By Philip Blenkinsop and Marine Strauss

BRUSSELS (Reuters) -European leaders will formally accept Ukraine as a candidate to join the EU on Thursday, a bold geopolitical move triggered by Russia’s invasion of Ukraine but a reminder that the 27-nation bloc will need a major overhaul as it looks to enlarge again.

“History is on the march,” European Union chief executive Ursula von der Leyen said ahead of a two-day summit that will kickstart the EU’s most ambitious expansion since welcoming Eastern European states after the Cold War.

“I am not just talking about Putin’s war of aggression,” she said. “I am talking about the wind of change that once again blows across our continent. With their applications, Ukraine, Moldova and Georgia are telling us that they want change.”

Although it will take Ukraine and Moldova years – and perhaps more than a decade – to qualify for membership, the Brussels summit decision will be a symbolic step that signals the EU’s intention to reach deep into the former Soviet Union.

“This is like going into the light from the darkness,” Ukraine’s President Volodymyr Zelenskiy said on Wednesday, welcoming the bloc’s expected green light.

Russian President Vladimir Putin says his “special military operation” launched in Ukraine in late February was partly necessitated by Western encroachment into what Russia characterises as its rightful geographical sphere of influence.

While Ukraine and neighbouring Moldova are expected to be welcomed into the EU’s waiting room on Thursday, Georgia will be given “a European perspective” but told it must fulfil conditions before winning candidate status.

“Today the EU is sending a message of solidarity to the people of Ukraine that you belong to the European family, that you belong to the EU … and you will get candidate status,” Irish Prime Minister Micheal Martin said as he arrived at the summit.

BALKAN FRUSTRATION

Behind the triumphant rhetoric, however, there is concern within the EU about how the bloc can remain coherent and united as it continues to enlarge.

“In a historical moment, we must give a strong signal to Ukraine,” Belgium’s Prime Minister Alexander De Croo said. But he added: “It does not mean Ukraine will join the EU quickly, it will take time.”

After starting in 1951 as an organisation of six countries to jointly regulate their industrial production, the EU now has 27 members that face complex challenges from climate change and the rise of China to today’s war on their own doorstep.

Reticence over enlargement has slowed progress towards membership for a group of Balkans countries – Albania, Bosnia, Kosovo, Montenegro, North Macedonia and Serbia – whose leaders will meet their EU counterparts in Brussels on Thursday morning.

A lack of progress on milestones to entry into the club has led to such a sense of disillusionment that the leaders of Albania and Serbia briefly considered not attending the meeting.

They agreed eventually to make the journey, but Albanian Prime Minister Edi Rama said as he arrived at the summit: “Welcome to Ukraine, it’s a good thing to give candidate status, but I hope the Ukrainian people will not have much illusions about this.”

A draft of the summit statement seen by Reuters showed that EU leaders will again give “full and unequivocal commitment to the EU membership perspective of the Western Balkans.”

But Ukraine’s fast track to formal candidate status has only served to increase their feeling of being sidelined, which carries the risk for the EU that Russia and China extend their influence into the region.
◆ ◆ ◆ ◆
> Problem details:
Check these statements against the EU enlargement article above, answering yes or no for each and quoting the words of the article that decide it. 1. Georgia is expected to receive candidate status on Thursday along with Ukraine and Moldova. 2. The EU began in 1951 with six member countries. 3. The leaders of Albania and Serbia stayed away from the Thursday meeting in Brussels.
◆ ◆ ◆ ◆
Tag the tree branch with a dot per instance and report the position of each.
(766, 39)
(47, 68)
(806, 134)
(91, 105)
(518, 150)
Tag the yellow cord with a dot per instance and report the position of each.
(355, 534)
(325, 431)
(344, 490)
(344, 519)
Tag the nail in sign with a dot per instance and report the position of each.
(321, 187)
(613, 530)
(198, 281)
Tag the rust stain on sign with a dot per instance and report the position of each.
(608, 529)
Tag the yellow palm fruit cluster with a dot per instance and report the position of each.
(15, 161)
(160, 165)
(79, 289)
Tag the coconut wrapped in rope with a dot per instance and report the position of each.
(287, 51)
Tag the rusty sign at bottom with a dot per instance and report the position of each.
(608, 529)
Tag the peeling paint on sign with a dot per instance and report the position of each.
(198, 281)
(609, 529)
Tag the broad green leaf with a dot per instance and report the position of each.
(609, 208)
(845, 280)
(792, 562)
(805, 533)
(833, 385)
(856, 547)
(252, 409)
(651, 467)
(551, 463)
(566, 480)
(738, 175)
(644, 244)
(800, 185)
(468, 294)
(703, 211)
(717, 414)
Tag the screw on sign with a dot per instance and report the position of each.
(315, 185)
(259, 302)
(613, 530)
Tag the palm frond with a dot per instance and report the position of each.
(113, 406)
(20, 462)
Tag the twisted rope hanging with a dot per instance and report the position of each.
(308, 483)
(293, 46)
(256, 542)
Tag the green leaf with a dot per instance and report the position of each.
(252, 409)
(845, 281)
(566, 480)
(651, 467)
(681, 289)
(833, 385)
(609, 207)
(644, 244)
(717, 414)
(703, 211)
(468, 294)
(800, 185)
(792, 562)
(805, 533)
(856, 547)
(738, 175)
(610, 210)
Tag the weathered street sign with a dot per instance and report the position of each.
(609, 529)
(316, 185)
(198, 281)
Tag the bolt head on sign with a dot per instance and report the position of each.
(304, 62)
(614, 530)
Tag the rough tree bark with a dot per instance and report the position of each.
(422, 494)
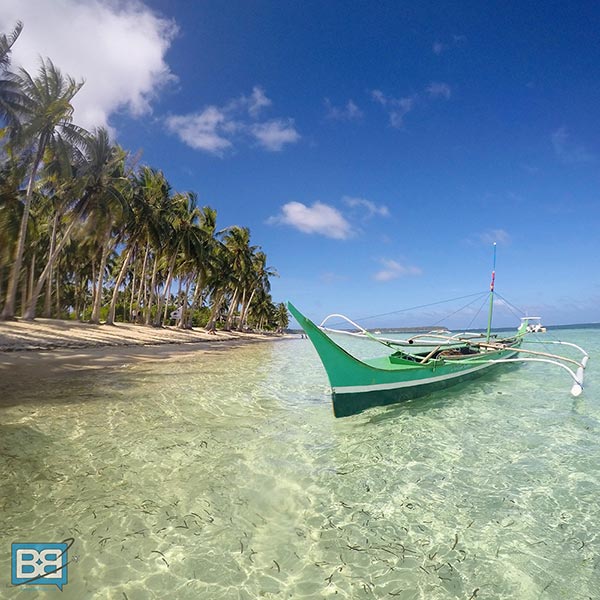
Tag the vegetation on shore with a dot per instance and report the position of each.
(86, 233)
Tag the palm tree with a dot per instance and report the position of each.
(11, 98)
(237, 241)
(282, 316)
(258, 280)
(46, 119)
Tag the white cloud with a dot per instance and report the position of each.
(273, 135)
(438, 47)
(369, 208)
(118, 48)
(252, 104)
(258, 101)
(217, 129)
(397, 108)
(203, 131)
(350, 112)
(393, 269)
(437, 89)
(567, 151)
(319, 218)
(492, 236)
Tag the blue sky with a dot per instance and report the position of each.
(375, 149)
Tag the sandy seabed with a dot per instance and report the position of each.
(31, 350)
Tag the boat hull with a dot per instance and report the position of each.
(347, 403)
(358, 385)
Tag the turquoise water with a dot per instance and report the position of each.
(225, 476)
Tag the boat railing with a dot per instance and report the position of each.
(433, 338)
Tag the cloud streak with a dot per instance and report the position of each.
(349, 112)
(217, 130)
(118, 48)
(568, 151)
(320, 218)
(398, 108)
(393, 269)
(368, 209)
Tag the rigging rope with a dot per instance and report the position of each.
(462, 307)
(395, 312)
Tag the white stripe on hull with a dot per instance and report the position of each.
(357, 389)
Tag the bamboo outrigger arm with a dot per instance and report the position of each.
(577, 377)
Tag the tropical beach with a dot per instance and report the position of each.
(268, 274)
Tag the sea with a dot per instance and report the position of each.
(225, 475)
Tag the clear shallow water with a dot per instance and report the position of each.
(226, 476)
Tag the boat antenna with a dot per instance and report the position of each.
(489, 328)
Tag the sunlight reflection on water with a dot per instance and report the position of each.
(226, 476)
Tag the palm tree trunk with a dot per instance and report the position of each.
(163, 299)
(15, 273)
(48, 298)
(184, 311)
(212, 321)
(95, 318)
(57, 299)
(133, 282)
(31, 276)
(232, 307)
(113, 302)
(143, 280)
(152, 288)
(246, 310)
(29, 313)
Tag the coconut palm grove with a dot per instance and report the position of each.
(88, 232)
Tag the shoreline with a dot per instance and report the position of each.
(52, 334)
(52, 345)
(34, 352)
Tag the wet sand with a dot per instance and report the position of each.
(31, 352)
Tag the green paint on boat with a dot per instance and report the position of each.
(360, 384)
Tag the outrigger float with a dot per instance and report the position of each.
(443, 359)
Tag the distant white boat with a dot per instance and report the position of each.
(536, 326)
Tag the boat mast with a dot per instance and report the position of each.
(491, 297)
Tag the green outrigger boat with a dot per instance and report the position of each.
(442, 360)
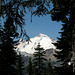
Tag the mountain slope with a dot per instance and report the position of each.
(44, 40)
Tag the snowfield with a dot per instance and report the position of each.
(44, 40)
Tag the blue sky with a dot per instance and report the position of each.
(42, 25)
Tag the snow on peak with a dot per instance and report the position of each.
(44, 40)
(42, 35)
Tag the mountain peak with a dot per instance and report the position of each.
(44, 40)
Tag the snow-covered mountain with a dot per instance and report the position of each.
(29, 47)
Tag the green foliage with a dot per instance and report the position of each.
(7, 52)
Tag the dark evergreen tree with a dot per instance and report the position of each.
(29, 67)
(20, 65)
(7, 52)
(38, 61)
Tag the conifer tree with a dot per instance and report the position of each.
◆ ◆ ◆ ◆
> Exercise solution:
1. No: "Georgia will be given “a European perspective” but told it must fulfil conditions before winning candidate status."
2. Yes: "After starting in 1951 as an organisation of six countries to jointly regulate their industrial production"
3. No: "They agreed eventually to make the journey"